━━━━━ DOCUMENT ━━━━━

2. The electronic interconnect assembly according to claim 1,
wherein the first interconnect member comprises a planar block of a
dielectric material, the first and second surfaces of the first
interconnect member are opposite surfaces of the block, and the
first and second contacts are formed by metal layers on the
block.
3. The electronic interconnect assembly according to claim 2,
wherein the first interconnect member further comprises a via
between the first and second surfaces thereof, and the first and
second contacts are electrically interconnected by a metal layer on
a wall of the via.
4. The electronic interconnect assembly according to claim 1,
wherein the second interconnect member comprises a sheet of a
conductive material having a base portion substantially parallel to
the first interconnect member, and the flexible finger is
cantilevered from the base portion.
5. The electronic interconnect assembly according to claim 1,
wherein the flexible finger is soldered to the second contact of
the first interconnect member.
6. The electronic interconnect assembly according to claim 1,
wherein the second interconnect member further comprises a second
finger not connected to the base portion or the flexible
finger.
7. The electronic interconnect assembly according to claim 1,
wherein the first interconnect member further comprises a third
contact on the first surface thereof, a fourth contact on the
second surface thereof, and a resistor electrically connecting the
third and fourth contacts.
8. The electronic interconnect assembly according to claim 1,
wherein the first contact of the first interconnect member is one
of a first plurality of contacts on the first surface of the first
interconnect member, and the second contact of the first
interconnect member is one of a second plurality of contacts on the
second surface of the first interconnect member, and wherein the
second plurality of contacts are electrically connected to the
first plurality of contacts.
9. The electronic interconnect assembly according to claim 8,
wherein the flexible finger of the second interconnect member is
one of a plurality of parallel flexible fingers, the plurality of
parallel flexible fingers contacting the second plurality of
contacts of the first interconnect member.
10. The electronic interconnect assembly according to claim 9,
wherein the first interconnect member comprises a planar block of a
dielectric material, the first and second surfaces of the first
interconnect member are opposite surfaces of the block, and the
first and second plurality of contacts are formed by metal layers
on the first and second surfaces of the first interconnect
member.
11. The electronic interconnect assembly according to claim 10,
wherein the via of the first interconnect member is one of a
plurality of vias between the first and second surfaces of the
first interconnect member, and the first and second plurality of
contacts are electrically interconnected by metal layers on walls
of the vias.
12. The electronic interconnect assembly according to claim 9,
wherein the second interconnect member comprises a sheet of a
conductive material having a base portion substantially parallel to
the first interconnect member, and the plurality of parallel
flexible fingers are cantilevered from the base portion.
13. The electronic interconnect assembly according to claim 9,
wherein the flexible fingers are electrically interconnected to
each other.

━━━━━ SOURCE DATA ━━━━━

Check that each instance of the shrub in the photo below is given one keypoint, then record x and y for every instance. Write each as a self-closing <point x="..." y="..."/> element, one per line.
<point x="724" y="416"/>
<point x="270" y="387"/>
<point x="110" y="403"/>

━━━━━

TASK REQUIREMENTS: In the patent claims, what does claim 3 say connects the first and second contacts of the first interconnect member electrically?

ANSWER: Claim 3 adds a via between the first and second surfaces of the first interconnect member. A metal layer on the wall of that via electrically interconnects the first and second contacts.